Provided passage

Current CEO, Mr. Terren Peizer was named Executive Chairman effective upon Mr. Mayhew's employment Commencement Date and will continue to serve as Chairman of the Ontrak Board and remains majority shareholder.
The terms of the Employment Agreement sets forth Mr. Mayhew's duties as the CEO of the Company and the terms of his compensation. The agreement is for a term of three (3) years from the Commencement Date, with an option to renew for another three (3) years. As compensation for Mr. Mayhew’s services, he shall receive a discretionary bonus, expense reimbursement and the following salary and other benefits:
(a) Base salary equal to $525,000 annually in equal bi-weekly installments, less applicable taxes;
(b) Stock options to purchase up to 400,000 shares of Company common stock with a per share exercise price equal to the closing price of a share on the date the option is granted and subject to all of the provisions of the Company’s 2017 Stock Incentive Plan (the “Plan”), vesting over three years from date of its grant with one-third (1/3) of the option vesting one year from the Commencement Date, and the remainder of the Option vesting in equal monthly installments thereafter according to the terms of the Plan and applicable award agreement; and
(c) A discretionary bonus which will be targeted at one hundred percent (100%) of Mr. Mayhew’s annual base salary less any Target Bonus Adjustment (as defined in the Employment Agreement) and will be based on Mr. Mayhew achieving individual goals and milestones, and the overall performance and profitability of the Company.

Short task 1
Rewrite the employment agreement passage from "Current CEO, Mr." to "remains majority shareholder.", putting "largest shareholder" in place of "majority shareholder".
Short task 2
Extend the employment agreement passage past its final sentence.

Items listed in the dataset
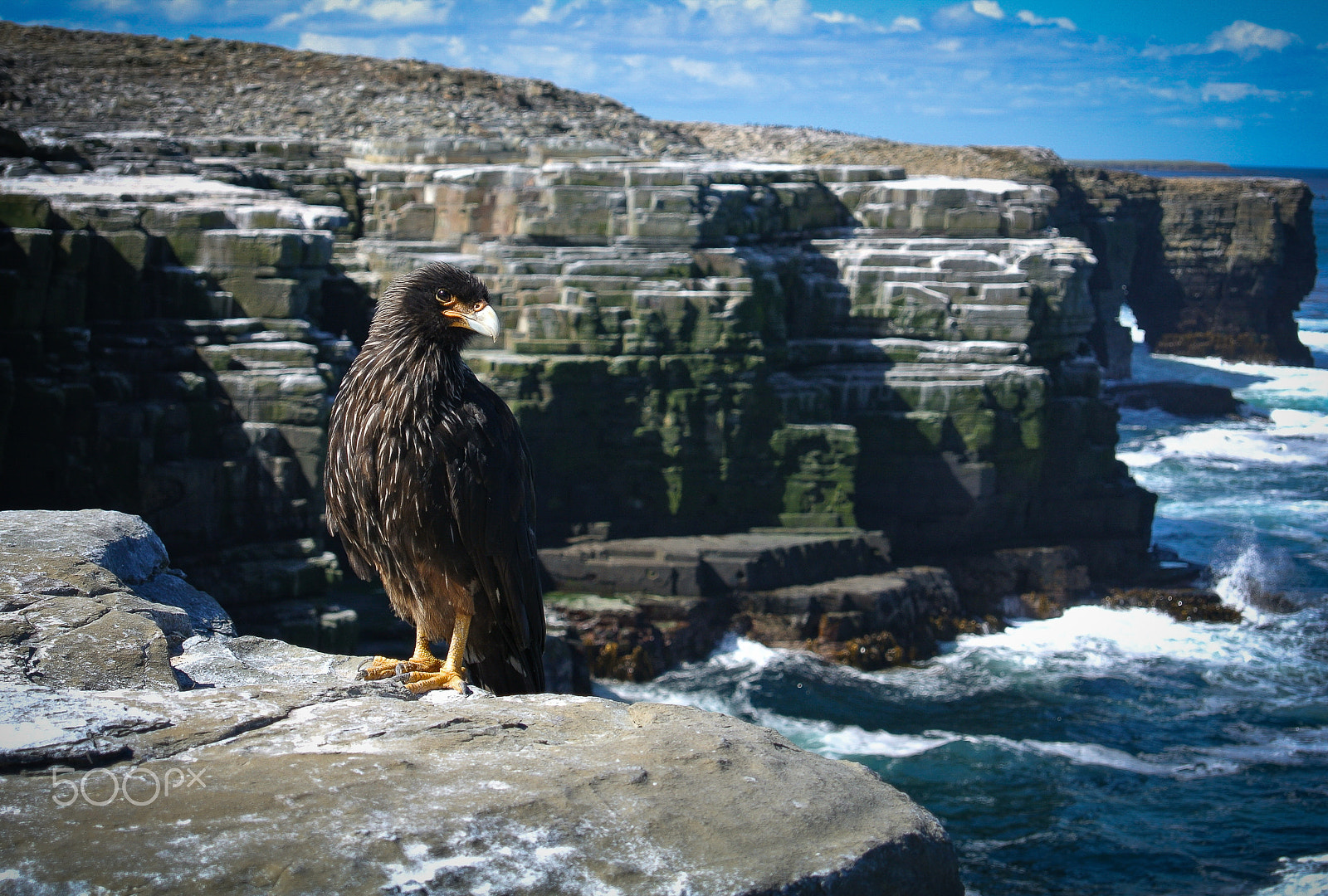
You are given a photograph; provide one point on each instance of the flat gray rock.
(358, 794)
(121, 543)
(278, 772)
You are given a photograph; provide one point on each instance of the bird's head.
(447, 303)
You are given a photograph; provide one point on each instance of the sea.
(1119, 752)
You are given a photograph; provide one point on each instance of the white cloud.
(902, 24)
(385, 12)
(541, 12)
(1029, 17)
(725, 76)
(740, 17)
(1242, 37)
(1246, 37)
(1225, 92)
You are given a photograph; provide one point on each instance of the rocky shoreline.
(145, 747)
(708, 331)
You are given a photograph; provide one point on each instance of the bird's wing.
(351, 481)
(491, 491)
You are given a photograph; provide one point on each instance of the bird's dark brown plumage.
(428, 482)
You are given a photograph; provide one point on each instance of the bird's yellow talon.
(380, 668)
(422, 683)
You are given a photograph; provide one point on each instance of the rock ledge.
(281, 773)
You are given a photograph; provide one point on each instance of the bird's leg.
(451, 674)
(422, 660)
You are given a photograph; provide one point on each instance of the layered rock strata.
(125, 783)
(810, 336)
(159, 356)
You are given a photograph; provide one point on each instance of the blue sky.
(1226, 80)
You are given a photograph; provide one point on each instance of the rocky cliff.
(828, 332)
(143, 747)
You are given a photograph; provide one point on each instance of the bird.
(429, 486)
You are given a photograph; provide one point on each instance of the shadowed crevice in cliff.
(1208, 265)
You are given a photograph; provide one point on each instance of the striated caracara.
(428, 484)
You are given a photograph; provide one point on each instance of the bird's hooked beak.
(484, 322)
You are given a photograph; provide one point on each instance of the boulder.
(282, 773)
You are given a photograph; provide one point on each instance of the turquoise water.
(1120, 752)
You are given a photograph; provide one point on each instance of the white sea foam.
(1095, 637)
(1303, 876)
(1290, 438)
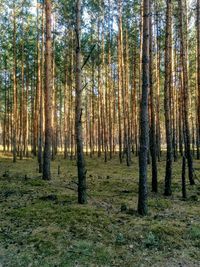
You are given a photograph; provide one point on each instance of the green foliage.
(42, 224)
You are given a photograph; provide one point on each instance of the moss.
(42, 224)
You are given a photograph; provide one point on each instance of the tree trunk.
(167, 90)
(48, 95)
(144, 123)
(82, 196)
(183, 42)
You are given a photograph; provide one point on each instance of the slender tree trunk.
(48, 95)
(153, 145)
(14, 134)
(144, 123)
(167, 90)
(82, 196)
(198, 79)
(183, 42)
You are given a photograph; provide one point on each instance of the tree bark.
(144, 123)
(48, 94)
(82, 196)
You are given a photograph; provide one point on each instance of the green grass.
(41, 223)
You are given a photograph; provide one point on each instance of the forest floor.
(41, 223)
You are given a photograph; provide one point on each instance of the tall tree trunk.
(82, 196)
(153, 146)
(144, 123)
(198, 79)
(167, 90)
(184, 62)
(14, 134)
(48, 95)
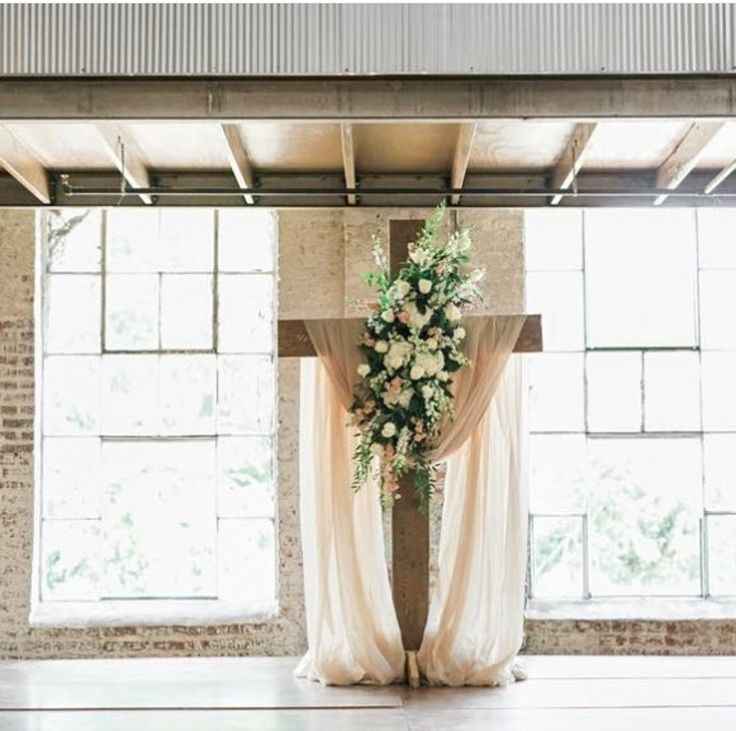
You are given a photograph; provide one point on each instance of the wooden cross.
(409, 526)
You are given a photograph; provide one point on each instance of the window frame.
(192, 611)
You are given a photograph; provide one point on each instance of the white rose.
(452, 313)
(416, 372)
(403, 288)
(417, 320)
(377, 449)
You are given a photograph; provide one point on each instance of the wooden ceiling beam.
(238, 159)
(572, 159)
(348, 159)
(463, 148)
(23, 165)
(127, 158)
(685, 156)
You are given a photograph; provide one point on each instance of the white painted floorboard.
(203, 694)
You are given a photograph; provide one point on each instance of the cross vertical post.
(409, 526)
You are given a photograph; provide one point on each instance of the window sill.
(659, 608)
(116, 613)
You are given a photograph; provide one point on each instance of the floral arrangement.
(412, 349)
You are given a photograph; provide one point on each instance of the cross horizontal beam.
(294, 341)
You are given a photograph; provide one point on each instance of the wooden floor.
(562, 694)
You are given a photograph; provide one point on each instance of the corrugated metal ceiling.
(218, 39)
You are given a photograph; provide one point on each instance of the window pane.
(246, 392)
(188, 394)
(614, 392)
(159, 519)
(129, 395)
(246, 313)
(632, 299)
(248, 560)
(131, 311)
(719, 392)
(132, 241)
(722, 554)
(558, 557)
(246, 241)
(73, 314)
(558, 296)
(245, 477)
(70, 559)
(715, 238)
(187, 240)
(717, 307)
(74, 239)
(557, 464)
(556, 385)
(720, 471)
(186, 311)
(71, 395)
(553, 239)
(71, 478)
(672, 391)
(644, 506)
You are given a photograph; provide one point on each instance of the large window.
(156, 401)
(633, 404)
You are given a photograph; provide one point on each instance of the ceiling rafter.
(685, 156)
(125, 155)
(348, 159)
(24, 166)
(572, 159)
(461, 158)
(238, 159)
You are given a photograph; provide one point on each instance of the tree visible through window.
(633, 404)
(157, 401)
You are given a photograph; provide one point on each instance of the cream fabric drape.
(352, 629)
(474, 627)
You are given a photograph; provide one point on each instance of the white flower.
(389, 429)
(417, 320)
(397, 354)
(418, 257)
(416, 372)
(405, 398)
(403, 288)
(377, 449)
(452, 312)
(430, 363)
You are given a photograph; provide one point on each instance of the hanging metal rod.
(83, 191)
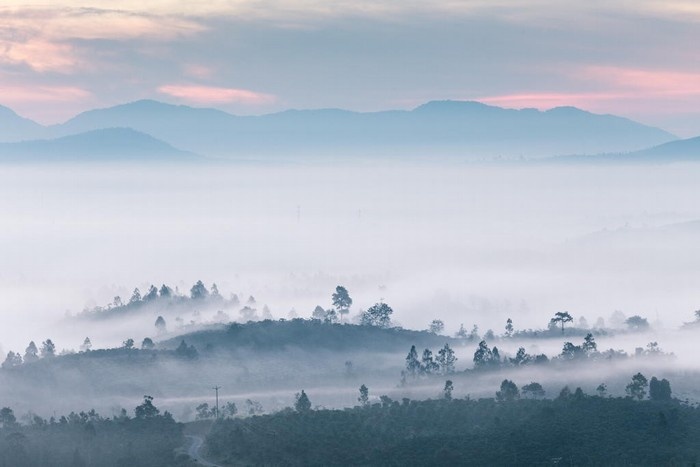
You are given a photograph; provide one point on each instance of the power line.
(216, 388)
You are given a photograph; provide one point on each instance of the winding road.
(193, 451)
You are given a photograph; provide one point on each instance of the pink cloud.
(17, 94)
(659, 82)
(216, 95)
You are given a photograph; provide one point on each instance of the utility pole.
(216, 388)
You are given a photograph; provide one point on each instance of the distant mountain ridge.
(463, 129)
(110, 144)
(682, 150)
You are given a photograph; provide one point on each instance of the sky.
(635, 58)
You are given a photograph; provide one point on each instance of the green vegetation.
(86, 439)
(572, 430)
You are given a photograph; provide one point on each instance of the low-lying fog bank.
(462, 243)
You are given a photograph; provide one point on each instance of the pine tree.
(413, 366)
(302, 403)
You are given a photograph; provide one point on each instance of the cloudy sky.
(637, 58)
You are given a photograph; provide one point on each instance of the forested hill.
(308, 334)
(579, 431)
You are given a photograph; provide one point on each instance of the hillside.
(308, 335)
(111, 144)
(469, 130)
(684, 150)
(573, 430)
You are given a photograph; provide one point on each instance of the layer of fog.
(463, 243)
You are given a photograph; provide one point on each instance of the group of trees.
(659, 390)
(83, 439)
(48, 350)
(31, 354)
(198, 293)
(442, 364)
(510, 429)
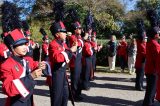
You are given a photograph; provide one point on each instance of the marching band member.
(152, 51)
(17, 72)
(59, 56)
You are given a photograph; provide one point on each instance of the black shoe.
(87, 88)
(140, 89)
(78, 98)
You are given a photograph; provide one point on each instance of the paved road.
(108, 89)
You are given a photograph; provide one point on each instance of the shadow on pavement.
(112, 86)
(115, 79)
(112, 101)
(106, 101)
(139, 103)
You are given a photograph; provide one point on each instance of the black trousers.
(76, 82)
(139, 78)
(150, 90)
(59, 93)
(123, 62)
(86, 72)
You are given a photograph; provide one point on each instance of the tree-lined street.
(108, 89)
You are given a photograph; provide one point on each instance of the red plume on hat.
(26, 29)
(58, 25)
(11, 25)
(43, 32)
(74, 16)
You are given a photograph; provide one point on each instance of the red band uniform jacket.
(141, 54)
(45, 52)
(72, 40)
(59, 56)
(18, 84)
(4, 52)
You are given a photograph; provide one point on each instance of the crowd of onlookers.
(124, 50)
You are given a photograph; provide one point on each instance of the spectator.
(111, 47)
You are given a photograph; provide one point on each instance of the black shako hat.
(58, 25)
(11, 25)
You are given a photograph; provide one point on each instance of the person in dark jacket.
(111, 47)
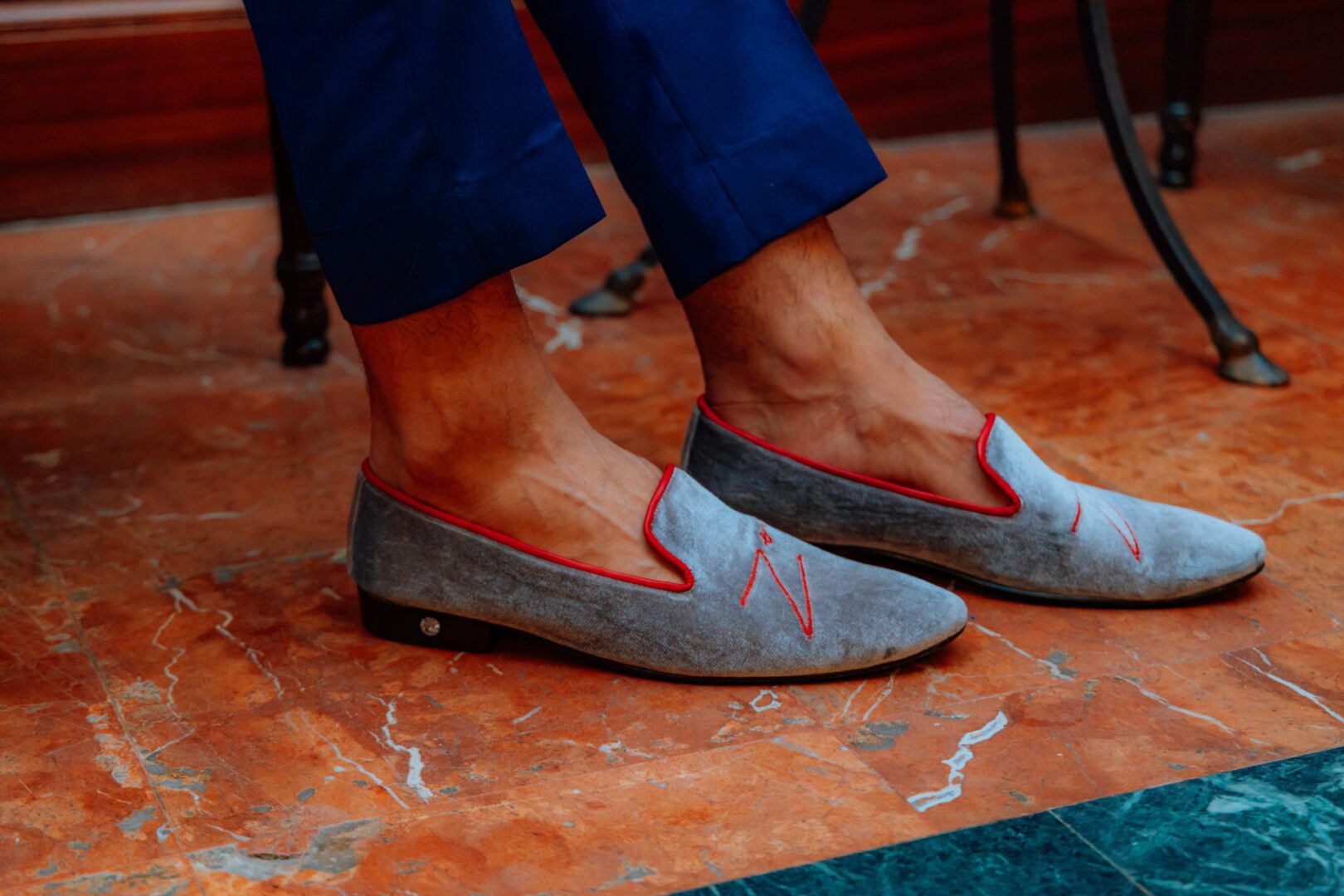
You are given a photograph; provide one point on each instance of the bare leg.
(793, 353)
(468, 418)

Exercise answer 1
Current CEO, Mr. Terren Peizer was named Executive Chairman effective upon Mr. Mayhew's employment Commencement Date and will continue to serve as Chairman of the Ontrak Board and remains largest shareholder.

Exercise answer 2
Mr. Mayhew has no family relationship with any of the executive officers or directors of the Company. There have been no transactions in the past two years to which the Company or any of its subsidiaries was or is to be a party, in which Mr. Mayhew had, or will have, a direct or indirect material interest.
A copy of the Employment Agreement of Jonathan Mayhew is attached as Exhibit 10.1 to this Current Report on Form 8-K and is incorporated herein by reference.
On April 7, 2021, Curt Medeiros, the Company’s President and Chief Operating Officer, announced his resignation effective June 4, 2021 in order to pursue other opportunities. Mr. Medeiros will no longer be performing day-to-day operational management duties beginning on April 12, 2021, but instead will focus on working with Mr. Mayhew on operational transition matters. Beginning April 12, 2021, Mr. Medeiros will also no longer be required to dedicate his full time and effort to the Company’s business.
Item 9.01 Financial Statements and Exhibits.
(d) Exhibits.
Exhibit No. Description
10.1 Employment Agreement by and between Ontrak, Inc. and Jonathan Mayhew, effective as of April 12, 2021.
104 Cover Page Interactive Data File (formatted as Inline XBRL).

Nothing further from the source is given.